• **Required action**:
All entries below are to be retyped in full, precisely as they appear.
Provided material below:
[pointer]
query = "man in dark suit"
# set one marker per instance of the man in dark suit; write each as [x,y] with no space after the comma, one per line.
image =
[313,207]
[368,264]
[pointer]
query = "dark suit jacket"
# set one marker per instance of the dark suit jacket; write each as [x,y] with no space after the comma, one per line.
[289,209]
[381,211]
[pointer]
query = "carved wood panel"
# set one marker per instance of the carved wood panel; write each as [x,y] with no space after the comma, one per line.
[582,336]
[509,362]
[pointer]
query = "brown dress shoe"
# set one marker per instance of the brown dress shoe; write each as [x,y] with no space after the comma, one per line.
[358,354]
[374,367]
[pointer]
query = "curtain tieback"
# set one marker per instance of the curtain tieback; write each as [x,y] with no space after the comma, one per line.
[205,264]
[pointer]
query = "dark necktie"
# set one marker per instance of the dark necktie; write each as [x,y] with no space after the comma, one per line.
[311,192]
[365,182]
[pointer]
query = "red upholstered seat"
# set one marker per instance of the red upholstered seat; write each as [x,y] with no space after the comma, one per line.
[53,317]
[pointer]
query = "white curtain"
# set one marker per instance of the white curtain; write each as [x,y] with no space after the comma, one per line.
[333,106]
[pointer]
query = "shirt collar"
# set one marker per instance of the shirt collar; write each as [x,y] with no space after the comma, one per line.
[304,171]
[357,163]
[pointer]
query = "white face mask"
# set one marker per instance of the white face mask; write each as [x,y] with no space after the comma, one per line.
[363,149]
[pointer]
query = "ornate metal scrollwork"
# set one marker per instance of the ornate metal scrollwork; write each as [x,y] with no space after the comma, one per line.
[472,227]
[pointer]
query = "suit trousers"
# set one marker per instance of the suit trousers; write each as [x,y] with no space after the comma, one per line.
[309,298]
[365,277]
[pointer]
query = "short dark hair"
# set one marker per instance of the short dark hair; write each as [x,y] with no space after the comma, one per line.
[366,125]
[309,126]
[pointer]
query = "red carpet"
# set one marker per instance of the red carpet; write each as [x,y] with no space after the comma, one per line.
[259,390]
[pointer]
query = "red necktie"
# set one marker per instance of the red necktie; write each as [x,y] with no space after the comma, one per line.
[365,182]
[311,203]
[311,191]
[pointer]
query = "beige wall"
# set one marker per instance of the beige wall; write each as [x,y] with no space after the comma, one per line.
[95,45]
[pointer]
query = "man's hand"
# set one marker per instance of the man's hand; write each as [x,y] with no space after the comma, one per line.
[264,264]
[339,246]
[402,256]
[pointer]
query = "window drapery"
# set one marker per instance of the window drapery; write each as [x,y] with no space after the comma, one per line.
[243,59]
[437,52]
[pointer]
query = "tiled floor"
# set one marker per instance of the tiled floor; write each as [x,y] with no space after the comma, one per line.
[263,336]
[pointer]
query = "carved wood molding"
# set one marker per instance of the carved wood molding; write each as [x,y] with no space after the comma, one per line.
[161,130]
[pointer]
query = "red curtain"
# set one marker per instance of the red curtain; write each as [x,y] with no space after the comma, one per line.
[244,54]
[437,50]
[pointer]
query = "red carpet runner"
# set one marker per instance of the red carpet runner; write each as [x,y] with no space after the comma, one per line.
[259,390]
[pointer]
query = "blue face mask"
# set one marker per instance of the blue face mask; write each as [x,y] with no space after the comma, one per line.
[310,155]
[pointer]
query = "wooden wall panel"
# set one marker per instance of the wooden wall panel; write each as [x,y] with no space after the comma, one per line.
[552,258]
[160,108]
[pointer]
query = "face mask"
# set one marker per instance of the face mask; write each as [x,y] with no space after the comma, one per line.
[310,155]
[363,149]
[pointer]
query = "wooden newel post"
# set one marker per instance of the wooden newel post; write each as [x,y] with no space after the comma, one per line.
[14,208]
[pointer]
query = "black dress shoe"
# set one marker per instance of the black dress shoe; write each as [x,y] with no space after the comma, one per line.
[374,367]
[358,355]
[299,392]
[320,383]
End of Provided material.
• **Solution for this exercise**:
[pointer]
query = "man in dark suit"
# set one marker per instance of the man in dark suit; write each as [x,y] with no space after the comma, one per line.
image =
[313,207]
[368,264]
[pointer]
query = "dark suit jacket"
# set one marker per instance of the dark suit jacket; write each as [x,y] with no space after the comma, one per line.
[289,209]
[381,211]
[pointer]
query = "carved wood panel"
# set one marker per instance of the carved wood panel; write each as [x,y] with no space after the comma, one per line.
[582,336]
[509,362]
[pointer]
query = "brown dress shoe"
# set one marker per instance of the brown dress shoe; write each as [x,y] with no space after the comma, one per line.
[358,354]
[374,367]
[pointer]
query = "curtain tieback"
# set one marker per instance of the curtain tieback; write each as [x,y] with no space after the comma, one per line.
[205,264]
[pointer]
query = "dark necktie"
# set one marker per instance of the dark necktie; write each as [x,y] with no space after the comma, one per line.
[311,192]
[365,182]
[pointer]
query = "red upholstered seat"
# set one marker per instance of the red upholstered seat; write each as [x,y] with no space after the comma, one per line.
[53,317]
[pointer]
query = "white curtain"
# set one marker per instance of the white curtain; write each as [x,y] with no space after the comma, one per line.
[333,106]
[pointer]
query = "shirt collar"
# set one marker per instance of the shirt collar; write each as [x,y] with no space after the comma, one per line.
[304,171]
[357,163]
[pointer]
query = "white face mask"
# set one marker per instance of the white face mask; write each as [x,y] with no space after the comma, one per line.
[363,149]
[pointer]
query = "ornate metal scrollwork"
# set one marker per instance of the ornate metal scrollwork; write each as [x,y] with no space after the comma, one per line.
[472,227]
[pointer]
query = "suit trousers"
# set one marker per instance of the suit trousers; write each as [x,y] with no space after the comma, one per line.
[309,298]
[365,277]
[pointer]
query = "short dark hair"
# set one marker per instance of the short dark hair; write each as [x,y] with no space after the comma, one per line.
[366,125]
[309,126]
[pointer]
query = "red carpet"
# set one marker per instance of the red carpet; write each as [x,y] with no space after the comma, one per line.
[259,390]
[pointer]
query = "red necktie"
# set one marker per instance of the red necktie; write each as [x,y] with no space after the comma, one per line.
[365,182]
[311,203]
[311,191]
[pointer]
query = "beige wall"
# set one marker per instance of the beige wall; write each as [x,y] with no space after the comma, one per line.
[95,45]
[pointer]
query = "man's hand"
# set one marker per instance of the man's hand; write each as [x,y] with no space after the comma, one per line.
[264,264]
[339,246]
[402,256]
[pointer]
query = "window drapery"
# set one marker per instance of the window drapery; write each as [x,y] with no space after the comma, one per line.
[243,59]
[437,52]
[pointer]
query = "tiled floor"
# set one marker per instance of the tiled floor; write each as [x,y] with no space after the comma, one per line.
[263,336]
[pointer]
query = "carved wood molding"
# set one marker per instance of the carved wood molding; write each as [x,y] with no space after the comma, one per line.
[161,130]
[pointer]
query = "red curtain"
# set one marker per instance of the red curtain; write each as [x,y] with no space after the comma, one per line.
[244,54]
[437,50]
[pointer]
query = "red carpet runner"
# set one marker per instance of the red carpet runner; write each as [x,y] with no space after the comma, one per line.
[259,390]
[pointer]
query = "blue face mask"
# set one marker per instance of the blue face mask; write each as [x,y] with no space after the comma, one per line.
[310,155]
[pointer]
query = "wooden wall panel"
# set one marker per instance of the wooden wall panel; write each as [x,y] with no space after the comma, one per line.
[552,258]
[160,108]
[pointer]
query = "face mask"
# set one marker per instance of the face mask; write each as [x,y] with no space after the comma, one per line.
[310,155]
[363,149]
[pointer]
query = "wooden newel post"
# set one marker per instance of the wooden newel post; write each as [x,y] with no space after the comma, one per line.
[14,208]
[pointer]
query = "black dress shoe"
# set one marker per instance of the black dress shoe; write each as [x,y] with no space after the comma, one per line.
[374,367]
[358,355]
[299,392]
[320,383]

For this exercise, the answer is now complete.